*Provided records*.
• • •

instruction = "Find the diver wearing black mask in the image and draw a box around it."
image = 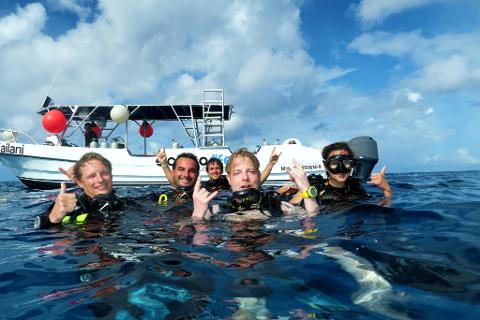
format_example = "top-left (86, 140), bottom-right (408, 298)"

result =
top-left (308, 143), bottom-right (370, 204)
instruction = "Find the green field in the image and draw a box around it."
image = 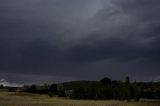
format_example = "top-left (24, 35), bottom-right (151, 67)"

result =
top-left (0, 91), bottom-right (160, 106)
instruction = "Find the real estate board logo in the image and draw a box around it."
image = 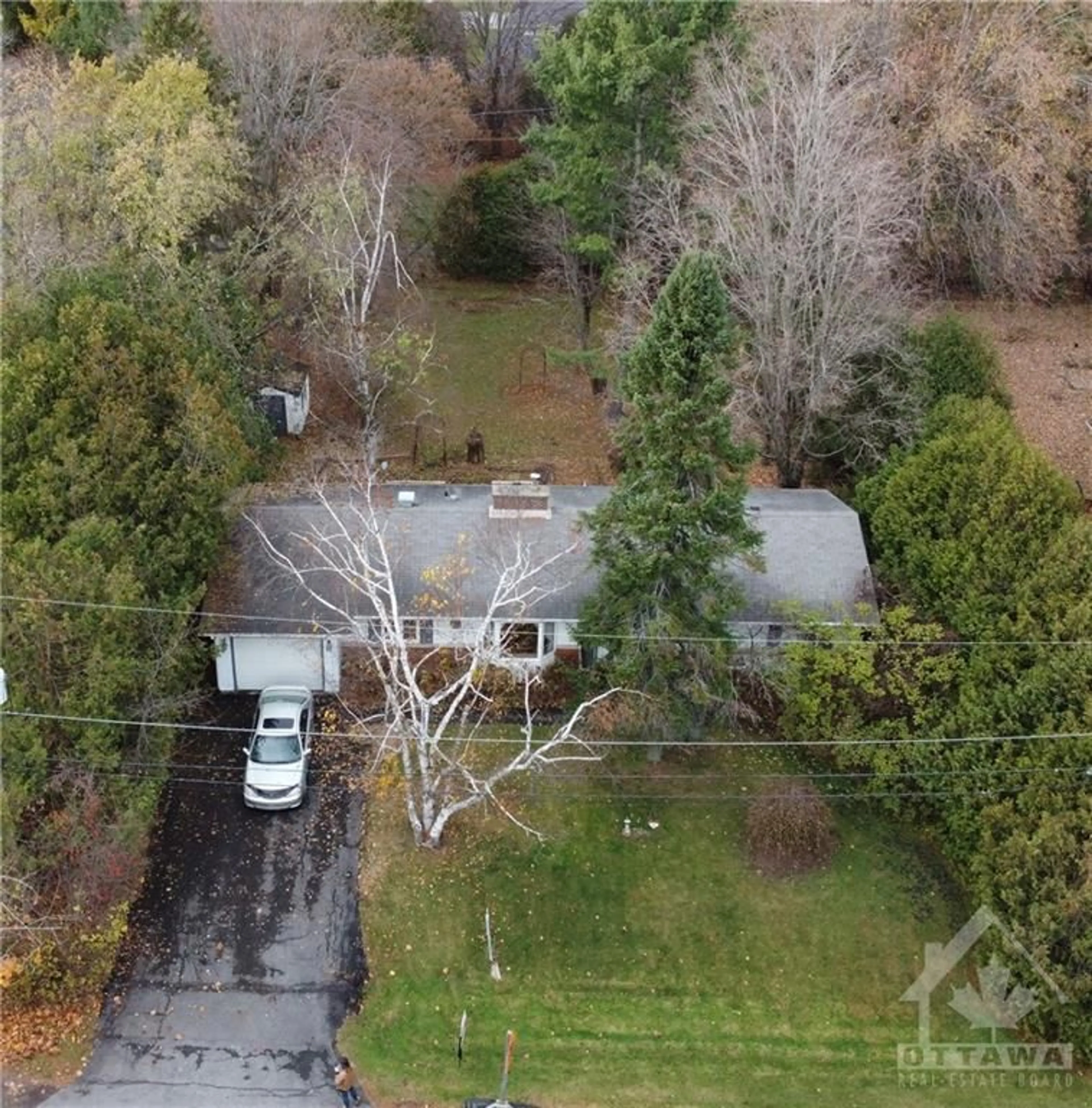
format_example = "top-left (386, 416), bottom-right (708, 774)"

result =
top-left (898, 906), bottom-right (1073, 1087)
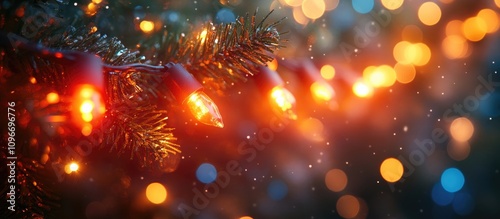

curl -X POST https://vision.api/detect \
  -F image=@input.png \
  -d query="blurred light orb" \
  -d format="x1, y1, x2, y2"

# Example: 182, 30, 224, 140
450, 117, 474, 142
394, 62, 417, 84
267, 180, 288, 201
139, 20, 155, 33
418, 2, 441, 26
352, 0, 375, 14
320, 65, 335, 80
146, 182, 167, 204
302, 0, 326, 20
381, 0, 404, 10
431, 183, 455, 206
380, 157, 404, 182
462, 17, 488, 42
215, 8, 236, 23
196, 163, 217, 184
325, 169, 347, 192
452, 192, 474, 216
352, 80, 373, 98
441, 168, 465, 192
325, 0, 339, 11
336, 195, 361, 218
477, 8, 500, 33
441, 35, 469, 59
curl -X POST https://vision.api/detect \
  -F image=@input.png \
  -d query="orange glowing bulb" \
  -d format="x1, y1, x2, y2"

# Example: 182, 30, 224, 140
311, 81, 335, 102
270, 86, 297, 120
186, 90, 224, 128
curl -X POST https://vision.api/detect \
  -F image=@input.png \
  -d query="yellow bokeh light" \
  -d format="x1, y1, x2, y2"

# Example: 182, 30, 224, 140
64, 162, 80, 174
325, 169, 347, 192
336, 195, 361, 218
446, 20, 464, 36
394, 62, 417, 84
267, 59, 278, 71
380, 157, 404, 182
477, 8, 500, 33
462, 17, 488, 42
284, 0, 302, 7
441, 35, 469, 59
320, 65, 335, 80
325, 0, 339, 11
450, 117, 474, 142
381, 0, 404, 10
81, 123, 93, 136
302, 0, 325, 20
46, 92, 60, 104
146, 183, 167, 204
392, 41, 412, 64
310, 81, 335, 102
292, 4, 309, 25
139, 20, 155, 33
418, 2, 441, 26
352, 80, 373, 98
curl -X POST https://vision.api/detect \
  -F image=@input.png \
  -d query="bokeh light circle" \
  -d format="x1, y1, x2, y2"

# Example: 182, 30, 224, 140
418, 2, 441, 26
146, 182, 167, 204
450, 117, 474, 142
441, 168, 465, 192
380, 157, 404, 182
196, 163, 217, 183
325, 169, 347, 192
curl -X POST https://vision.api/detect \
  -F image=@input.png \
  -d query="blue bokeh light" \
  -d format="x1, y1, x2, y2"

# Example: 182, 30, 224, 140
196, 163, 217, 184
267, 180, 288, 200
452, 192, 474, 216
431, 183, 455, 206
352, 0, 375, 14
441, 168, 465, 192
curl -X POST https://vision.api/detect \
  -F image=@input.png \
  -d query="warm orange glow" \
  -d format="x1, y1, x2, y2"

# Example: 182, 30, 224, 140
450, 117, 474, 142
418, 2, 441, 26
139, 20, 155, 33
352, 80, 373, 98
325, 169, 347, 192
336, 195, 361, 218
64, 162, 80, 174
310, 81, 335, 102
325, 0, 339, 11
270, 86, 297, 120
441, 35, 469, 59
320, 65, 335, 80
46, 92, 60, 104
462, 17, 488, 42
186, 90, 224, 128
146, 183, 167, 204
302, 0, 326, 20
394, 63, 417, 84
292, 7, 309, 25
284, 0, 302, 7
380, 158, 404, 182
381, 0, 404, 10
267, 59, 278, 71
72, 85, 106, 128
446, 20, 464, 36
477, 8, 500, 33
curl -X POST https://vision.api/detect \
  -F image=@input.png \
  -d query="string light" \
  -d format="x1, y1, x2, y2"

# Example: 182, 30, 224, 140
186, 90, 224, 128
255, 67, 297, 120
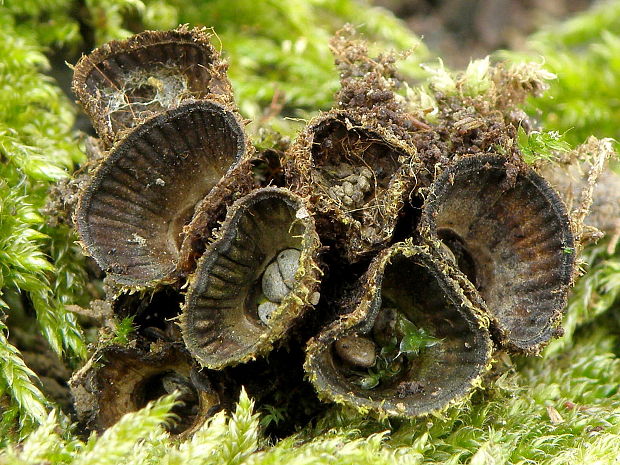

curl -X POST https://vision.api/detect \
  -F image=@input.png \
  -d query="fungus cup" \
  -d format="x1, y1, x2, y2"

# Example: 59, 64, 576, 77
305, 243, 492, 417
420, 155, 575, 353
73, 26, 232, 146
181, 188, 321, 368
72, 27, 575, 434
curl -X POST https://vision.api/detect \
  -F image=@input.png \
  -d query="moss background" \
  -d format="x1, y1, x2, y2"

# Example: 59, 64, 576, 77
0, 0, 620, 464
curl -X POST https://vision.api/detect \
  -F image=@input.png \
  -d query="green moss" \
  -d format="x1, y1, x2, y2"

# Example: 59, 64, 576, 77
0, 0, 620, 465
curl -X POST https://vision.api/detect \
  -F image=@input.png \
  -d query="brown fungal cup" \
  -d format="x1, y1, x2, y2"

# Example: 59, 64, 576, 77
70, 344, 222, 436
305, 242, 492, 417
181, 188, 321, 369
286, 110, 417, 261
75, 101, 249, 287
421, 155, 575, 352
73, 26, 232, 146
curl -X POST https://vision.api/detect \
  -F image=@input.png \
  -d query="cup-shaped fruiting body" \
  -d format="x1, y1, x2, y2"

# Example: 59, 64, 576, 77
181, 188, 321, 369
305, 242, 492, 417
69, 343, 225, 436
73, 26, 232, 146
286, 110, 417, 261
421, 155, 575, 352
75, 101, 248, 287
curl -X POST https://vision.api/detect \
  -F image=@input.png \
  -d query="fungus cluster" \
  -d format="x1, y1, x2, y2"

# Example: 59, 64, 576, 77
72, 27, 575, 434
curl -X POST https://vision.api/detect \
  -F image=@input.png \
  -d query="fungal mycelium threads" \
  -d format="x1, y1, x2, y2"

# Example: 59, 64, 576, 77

• • •

*Stated problem*.
Locate each line in the records above that contains the string "bokeh" and copy those lines out. Case counts, so match uppercase and lowercase letters exactly.

*Expected answer*.
  -d query="yellow bokeh light" \
  -d query="bokeh light circle" \
  -d query="blue bokeh light" \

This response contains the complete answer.